### TO DO
Print the material from the line containing "segment <item>building window</item>" through the line containing "[[45,45],[44,44],[41,44],[41,52],[45,52]]", both included, reproducing every character unchanged.
----
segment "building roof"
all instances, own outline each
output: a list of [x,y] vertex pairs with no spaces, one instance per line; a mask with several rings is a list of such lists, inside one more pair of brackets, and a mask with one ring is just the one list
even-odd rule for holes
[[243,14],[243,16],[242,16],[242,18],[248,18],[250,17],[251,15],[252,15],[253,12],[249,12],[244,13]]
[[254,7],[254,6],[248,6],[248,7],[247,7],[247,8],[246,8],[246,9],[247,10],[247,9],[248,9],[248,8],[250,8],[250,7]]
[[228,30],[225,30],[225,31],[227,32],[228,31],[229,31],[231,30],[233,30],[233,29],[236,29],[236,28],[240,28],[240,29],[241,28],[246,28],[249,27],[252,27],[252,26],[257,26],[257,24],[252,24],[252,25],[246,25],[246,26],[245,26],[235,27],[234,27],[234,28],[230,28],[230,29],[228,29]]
----
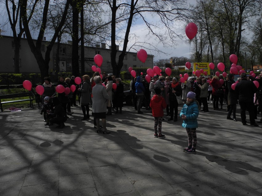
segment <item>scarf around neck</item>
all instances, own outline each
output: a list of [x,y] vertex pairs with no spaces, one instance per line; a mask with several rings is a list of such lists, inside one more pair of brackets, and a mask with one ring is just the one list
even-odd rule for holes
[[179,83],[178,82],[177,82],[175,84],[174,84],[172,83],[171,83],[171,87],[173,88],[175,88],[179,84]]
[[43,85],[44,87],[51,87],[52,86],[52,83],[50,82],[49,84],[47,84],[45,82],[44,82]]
----
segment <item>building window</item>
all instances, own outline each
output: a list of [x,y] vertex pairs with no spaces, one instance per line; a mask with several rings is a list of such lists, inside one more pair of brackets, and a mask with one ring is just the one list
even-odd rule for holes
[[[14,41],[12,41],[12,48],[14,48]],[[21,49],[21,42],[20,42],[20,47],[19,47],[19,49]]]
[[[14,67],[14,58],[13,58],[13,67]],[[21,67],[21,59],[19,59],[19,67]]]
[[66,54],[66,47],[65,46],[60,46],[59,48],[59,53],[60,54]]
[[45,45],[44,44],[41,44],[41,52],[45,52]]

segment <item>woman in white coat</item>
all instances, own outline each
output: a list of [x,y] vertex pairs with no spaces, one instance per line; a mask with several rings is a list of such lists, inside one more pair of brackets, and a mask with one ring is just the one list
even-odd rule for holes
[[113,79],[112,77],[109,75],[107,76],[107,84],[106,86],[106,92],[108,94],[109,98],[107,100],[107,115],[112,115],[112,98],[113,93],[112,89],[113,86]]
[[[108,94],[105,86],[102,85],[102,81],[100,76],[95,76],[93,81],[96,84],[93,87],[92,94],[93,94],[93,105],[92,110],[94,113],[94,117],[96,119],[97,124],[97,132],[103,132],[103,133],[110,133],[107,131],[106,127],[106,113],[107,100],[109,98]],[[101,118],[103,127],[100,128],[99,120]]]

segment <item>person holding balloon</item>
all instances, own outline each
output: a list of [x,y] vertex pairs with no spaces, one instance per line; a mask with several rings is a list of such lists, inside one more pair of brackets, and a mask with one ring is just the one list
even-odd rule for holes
----
### TASK RESPONSE
segment <item>building window</item>
all instances, own outline each
output: a list of [x,y] vertex pairs with no spaces, one instance per line; a mask with several rings is a list of such lists, inside one more pair of brackets, and a mask with one ring is just the one list
even-odd rule for holes
[[[14,41],[12,41],[12,48],[14,48]],[[21,49],[21,42],[20,42],[20,47],[19,47],[19,49]]]
[[[14,67],[14,58],[13,58],[13,67]],[[21,67],[21,59],[19,59],[19,67]]]
[[66,54],[66,47],[65,46],[60,46],[59,48],[59,53],[60,54]]
[[45,45],[44,44],[41,44],[41,52],[45,52]]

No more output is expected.